= To be done =
A) In the article, what time did John's shift start?
B) Update the article's passage that opens with "When my alarm" and closes with "go back there.", replacing every "snooze" with "dismiss".

= Article =
The Awakening; Tragedy as a Wake-Up Call
“Your soul knows the geography of your destiny.”
– John O’Donohue, Anam Cara; A Book of Celtic Wisdom
On the afternoon of Thursday September 28th, 2000, my husband, a police officer, and I had yet another argument about my procrastination as a writer. We were at the dog park when I confessed, again, to John my fear of waking up twenty years later and still not having finished writing a book.
To which he’d turned to me and said, “You’re probably right about that, Maryanne…just as long as you know that will have been your choice.”
Ouch.
My mouth dropped open in surprise at his candour. How rude! And then the oddest thing happened. John broke into a big smile and started laughing.
“Geez,” he said, “I can be a real jerk, eh?”
I nodded. “I’ll say.”
And that was that. Then we went home and John had a nap before leaving for work. His shift started at 9pm.
When my alarm clock went off the next morning, I reached over and pushed the snooze button – despite having made a promise to myself that I would wake up early and do some writing before going in to work. I don’t want to wake up. I don’t feel like writing. I don’t want to go back to my job either. Why do I have to type police reports for a living?
Ten minutes later, the alarm went off again. I pushed snooze. I don’t want to wake up. I can’t write today. Ten minutes later, the alarm went off; snooze was hit. I am SO anxious! I hate my job. I don’t want to go back there.
And nor would I. For during that exact same timeframe, John was lying on the lunchroom floor of a warehouse, dying of brain injuries. He had been searching the building for a break and enter suspect when he stepped through an unmarked false ceiling and fell nine feet into the lunchroom below. There had been no safety railing in place to warn him of the danger. The call turned out to be a false alarm; there was no intruder in the building. My wake-up call, however, was devastatingly real.
Alas, I was awakened: a thirty-two year old widow entitled to receive her husband’s paycheque for the rest of her life. As a writer, this was a dream come true. It was also a nightmare from which I could not awake. Death took my soul-mate; life got my attention. And in that heightened state of awareness and vulnerability that the shock and grief of a traumatic incident can bring, I was – at first – able to recognize the pebble-sized blessings surrounding the boulder-sized tragedy.
John had gone into the warehouse with Darren, the K-9 officer, and his dog, Gino. The K-9 unit cleared the ground level while John climbed a wooden ladder to search the mezzanine; a perfect place for a suspect to hide. Though it was dark, out of the corner of his eye Darren saw John fall through the ceiling. Darren raced into the lunchroom and immediately began CPR.
Getting John breathing again meant that although he would be declared brain-dead within hours, his body was kept on life support for the purpose of organ donation. John donated his heart, kidneys and pancreatic islets. Darren’s actions also meant that I had a living husband – albeit a brain-dead one – to say goodbye to versus a corpse.
And so it came to be that I spent September 29th, 2000 holding John’s hand and comforting him as best I could as he passed between life and death. And let me tell you, I did an awful lot of thinking, crying and talking that day – even though it was a very one-sided conversation that took place…as a hundred other people said their good-byes.

= Listing =
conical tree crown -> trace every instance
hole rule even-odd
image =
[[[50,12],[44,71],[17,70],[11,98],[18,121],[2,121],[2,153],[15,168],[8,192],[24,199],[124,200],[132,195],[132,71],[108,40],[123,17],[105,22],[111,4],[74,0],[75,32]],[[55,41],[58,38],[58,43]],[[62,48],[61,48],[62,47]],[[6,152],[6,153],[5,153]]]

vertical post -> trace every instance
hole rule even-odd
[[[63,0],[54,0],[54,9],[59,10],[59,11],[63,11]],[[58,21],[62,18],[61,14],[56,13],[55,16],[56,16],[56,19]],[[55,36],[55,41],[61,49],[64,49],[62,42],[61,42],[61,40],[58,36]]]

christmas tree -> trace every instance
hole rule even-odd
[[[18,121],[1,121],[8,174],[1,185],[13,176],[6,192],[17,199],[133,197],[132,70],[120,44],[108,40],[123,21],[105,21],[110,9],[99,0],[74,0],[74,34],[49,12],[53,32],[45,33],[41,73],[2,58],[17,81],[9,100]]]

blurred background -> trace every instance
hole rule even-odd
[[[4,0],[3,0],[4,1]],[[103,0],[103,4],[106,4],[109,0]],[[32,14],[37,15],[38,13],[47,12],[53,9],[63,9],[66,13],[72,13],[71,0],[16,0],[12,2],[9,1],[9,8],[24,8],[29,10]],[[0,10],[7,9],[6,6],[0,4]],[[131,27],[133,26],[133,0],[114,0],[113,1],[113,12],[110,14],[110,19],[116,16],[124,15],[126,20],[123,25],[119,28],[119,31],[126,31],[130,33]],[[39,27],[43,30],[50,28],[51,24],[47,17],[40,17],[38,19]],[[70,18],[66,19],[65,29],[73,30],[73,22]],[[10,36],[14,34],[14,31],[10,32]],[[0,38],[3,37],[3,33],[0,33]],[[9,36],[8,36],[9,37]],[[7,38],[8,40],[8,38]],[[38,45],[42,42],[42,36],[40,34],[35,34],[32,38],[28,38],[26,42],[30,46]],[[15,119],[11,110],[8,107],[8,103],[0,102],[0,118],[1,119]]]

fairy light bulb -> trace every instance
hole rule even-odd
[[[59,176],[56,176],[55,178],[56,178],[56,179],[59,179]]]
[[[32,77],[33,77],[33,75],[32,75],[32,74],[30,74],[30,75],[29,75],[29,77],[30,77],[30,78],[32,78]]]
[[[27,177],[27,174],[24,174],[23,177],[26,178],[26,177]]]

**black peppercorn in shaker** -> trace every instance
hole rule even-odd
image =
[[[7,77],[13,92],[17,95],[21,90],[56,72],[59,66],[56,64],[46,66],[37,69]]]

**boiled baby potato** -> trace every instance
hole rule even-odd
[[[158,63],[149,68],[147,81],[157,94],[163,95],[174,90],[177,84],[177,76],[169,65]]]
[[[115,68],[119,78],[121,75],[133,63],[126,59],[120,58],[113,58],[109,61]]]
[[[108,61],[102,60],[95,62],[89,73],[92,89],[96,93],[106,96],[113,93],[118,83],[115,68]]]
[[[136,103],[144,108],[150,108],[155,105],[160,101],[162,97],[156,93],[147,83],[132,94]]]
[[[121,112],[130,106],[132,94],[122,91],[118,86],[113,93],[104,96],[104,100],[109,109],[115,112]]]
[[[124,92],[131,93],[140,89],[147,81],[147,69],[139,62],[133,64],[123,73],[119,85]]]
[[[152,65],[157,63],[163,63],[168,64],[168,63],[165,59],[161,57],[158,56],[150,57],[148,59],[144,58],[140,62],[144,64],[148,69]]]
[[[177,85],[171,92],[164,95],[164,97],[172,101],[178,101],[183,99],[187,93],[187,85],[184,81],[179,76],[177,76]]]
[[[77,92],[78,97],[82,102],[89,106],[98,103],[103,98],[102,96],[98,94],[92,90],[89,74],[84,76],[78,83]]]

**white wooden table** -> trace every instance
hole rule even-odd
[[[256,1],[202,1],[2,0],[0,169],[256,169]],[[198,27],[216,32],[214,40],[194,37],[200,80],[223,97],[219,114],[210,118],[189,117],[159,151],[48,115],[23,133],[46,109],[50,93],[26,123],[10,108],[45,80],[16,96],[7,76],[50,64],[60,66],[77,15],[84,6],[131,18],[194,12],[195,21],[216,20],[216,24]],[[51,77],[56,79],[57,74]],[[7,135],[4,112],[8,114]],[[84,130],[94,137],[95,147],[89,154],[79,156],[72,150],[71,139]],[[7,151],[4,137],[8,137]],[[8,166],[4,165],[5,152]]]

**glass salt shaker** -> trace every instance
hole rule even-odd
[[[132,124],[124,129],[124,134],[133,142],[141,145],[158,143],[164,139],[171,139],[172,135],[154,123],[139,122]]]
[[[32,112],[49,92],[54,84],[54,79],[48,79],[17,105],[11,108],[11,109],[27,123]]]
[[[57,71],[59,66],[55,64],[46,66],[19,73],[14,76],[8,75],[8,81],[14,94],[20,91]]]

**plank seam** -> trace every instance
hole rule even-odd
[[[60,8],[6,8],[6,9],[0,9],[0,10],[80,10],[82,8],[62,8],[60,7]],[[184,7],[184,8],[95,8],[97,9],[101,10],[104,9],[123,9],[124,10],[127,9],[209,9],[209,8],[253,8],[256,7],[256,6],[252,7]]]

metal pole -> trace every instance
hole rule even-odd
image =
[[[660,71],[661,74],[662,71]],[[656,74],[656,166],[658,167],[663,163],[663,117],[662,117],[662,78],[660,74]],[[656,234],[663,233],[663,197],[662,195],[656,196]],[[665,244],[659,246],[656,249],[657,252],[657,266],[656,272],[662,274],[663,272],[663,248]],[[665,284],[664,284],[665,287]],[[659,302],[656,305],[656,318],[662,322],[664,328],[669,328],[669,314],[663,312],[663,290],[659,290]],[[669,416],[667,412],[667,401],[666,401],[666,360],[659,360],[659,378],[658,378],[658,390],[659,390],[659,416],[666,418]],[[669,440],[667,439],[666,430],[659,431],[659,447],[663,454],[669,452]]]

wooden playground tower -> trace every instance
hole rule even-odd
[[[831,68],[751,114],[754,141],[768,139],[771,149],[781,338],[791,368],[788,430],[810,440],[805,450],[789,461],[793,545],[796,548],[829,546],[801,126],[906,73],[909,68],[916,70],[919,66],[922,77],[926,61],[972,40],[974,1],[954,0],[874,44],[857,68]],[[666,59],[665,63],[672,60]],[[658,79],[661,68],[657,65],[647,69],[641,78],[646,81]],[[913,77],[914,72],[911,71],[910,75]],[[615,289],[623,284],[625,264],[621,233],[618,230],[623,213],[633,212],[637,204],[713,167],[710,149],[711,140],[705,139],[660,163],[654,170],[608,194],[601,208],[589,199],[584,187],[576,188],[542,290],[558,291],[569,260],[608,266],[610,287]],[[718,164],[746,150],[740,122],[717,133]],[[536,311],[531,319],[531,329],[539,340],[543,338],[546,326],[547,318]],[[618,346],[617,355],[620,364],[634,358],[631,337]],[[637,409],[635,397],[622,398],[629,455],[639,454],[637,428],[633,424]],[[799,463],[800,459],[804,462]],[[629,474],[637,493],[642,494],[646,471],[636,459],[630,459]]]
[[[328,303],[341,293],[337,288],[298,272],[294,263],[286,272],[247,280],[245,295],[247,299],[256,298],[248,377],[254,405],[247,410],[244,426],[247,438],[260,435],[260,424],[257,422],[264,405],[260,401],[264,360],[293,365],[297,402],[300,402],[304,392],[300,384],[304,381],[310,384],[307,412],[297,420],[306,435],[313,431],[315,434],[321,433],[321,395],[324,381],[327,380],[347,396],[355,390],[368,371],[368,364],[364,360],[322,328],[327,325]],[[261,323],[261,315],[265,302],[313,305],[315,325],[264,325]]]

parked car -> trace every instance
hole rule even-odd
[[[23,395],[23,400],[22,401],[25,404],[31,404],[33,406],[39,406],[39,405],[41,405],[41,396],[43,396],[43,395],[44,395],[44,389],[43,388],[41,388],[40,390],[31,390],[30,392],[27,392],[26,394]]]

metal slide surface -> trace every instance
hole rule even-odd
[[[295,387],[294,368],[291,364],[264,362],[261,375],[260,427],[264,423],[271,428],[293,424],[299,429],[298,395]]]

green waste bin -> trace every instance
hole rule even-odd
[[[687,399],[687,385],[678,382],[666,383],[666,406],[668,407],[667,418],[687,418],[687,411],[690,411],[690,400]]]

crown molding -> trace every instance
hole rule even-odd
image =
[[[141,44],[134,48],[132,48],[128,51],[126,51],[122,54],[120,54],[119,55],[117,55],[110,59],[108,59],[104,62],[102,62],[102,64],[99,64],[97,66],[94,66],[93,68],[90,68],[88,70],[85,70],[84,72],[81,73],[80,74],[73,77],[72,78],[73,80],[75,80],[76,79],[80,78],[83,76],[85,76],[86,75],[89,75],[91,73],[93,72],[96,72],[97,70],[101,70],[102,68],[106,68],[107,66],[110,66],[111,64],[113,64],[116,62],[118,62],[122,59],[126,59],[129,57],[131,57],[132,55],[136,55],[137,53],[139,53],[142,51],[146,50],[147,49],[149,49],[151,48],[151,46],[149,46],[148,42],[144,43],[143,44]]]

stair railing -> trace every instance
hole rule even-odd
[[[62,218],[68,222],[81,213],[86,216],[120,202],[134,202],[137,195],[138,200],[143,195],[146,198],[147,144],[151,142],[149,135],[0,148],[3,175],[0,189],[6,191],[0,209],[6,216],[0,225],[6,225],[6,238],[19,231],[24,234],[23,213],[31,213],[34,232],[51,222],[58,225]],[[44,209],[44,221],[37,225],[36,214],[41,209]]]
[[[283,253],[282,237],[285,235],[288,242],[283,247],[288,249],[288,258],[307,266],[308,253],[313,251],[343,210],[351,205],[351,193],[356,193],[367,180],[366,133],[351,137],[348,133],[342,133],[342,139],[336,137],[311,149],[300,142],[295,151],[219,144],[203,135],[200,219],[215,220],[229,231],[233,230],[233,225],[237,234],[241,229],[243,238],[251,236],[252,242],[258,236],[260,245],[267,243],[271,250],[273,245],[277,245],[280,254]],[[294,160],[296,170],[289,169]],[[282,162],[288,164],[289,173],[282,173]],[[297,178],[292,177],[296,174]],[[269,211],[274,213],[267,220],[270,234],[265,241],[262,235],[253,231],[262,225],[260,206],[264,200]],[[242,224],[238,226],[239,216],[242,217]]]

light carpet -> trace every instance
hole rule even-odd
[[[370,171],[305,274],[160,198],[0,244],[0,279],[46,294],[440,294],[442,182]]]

= Results in order =
A) 9pm

B)
When my alarm clock went off the next morning, I reached over and pushed the dismiss button – despite having made a promise to myself that I would wake up early and do some writing before going in to work. I don’t want to wake up. I don’t feel like writing. I don’t want to go back to my job either. Why do I have to type police reports for a living?
Ten minutes later, the alarm went off again. I pushed dismiss. I don’t want to wake up. I can’t write today. Ten minutes later, the alarm went off; dismiss was hit. I am SO anxious! I hate my job. I don’t want to go back there.